(PASSAGE SHOWN)

In nine weeks, Gustavo Petro could become the first leftist president in Colombia’s history—though by then, he told me, he could also be dead. In February, while he was campaigning in northwestern Colombia, a bullet pierced Petro’s armored van in what he says was an assassination attempt. It hit the window inches away from his head. This, of course, wasn’t Petro’s first brush with death. In the 1980s, paramilitary groups gunned down thousands of left-wing figures. And in 1985, as a combatant of the M-19 guerrilla group, Petro was jailed and tortured by the Colombian government. Later, while serving as a senator and then during his tenure as mayor of Bogotá, he received countless death threats.
While attacks against a left-leaning politician are nothing new in Colombia, the sheer popularity of such a progressive politician is unprecedented. Petro’s rallies draw massive crowds, and he has been consistently polling as one of the top two candidates ahead of the presidential election on May 27. His main opponent, Ivan Duque, is a pro-business, center-right politician, who was handpicked by ex-President Álvaro Uribe Vélez, a towering figure among the country’s conservatives for his staunch opposition to the peace deal signed between the Colombian government and the FARC guerrilla group.
Petro sat down with me in New York City and discussed his candidacy, the prospects for peace, and how he’d manage his relationship with President Donald Trump. This interview has been condensed, edited, and translated from Spanish.
Miguel Salazar: How do you see your chances of winning the presidency in a country as historically conservative as Colombia?

(End PASSAGE SHOWN)

WORK TASK 1: Output the passage about Gustavo Petro exactly, from "While attacks against" to "FARC guerrilla group.".
WORK TASK 2: In the passage about Gustavo Petro, who handpicked Ivan Duque?
WORK TASK 3: Summarize the passage about Gustavo Petro in two sentences.

(SUPPLIED DATA)

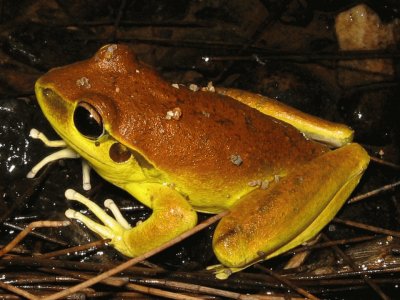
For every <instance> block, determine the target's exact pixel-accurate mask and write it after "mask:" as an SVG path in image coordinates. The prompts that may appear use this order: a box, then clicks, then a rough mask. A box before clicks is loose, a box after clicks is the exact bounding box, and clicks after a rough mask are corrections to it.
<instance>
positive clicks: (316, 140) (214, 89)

(End SUPPLIED DATA)

TASK RESPONSE 1:
While attacks against a left-leaning politician are nothing new in Colombia, the sheer popularity of such a progressive politician is unprecedented. Petro’s rallies draw massive crowds, and he has been consistently polling as one of the top two candidates ahead of the presidential election on May 27. His main opponent, Ivan Duque, is a pro-business, center-right politician, who was handpicked by ex-President Álvaro Uribe Vélez, a towering figure among the country’s conservatives for his staunch opposition to the peace deal signed between the Colombian government and the FARC guerrilla group.

TASK RESPONSE 2: Ex-President Álvaro Uribe Vélez handpicked Ivan Duque.

TASK RESPONSE 3: Gustavo Petro could become Colombia's first leftist president, and he says a bullet that hit his armored van in February was an assassination attempt, though it was not his first brush with death. He has consistently polled as one of the top two candidates ahead of the May 27 presidential election, and his main opponent is Ivan Duque, a pro-business, center-right politician handpicked by ex-President Álvaro Uribe Vélez.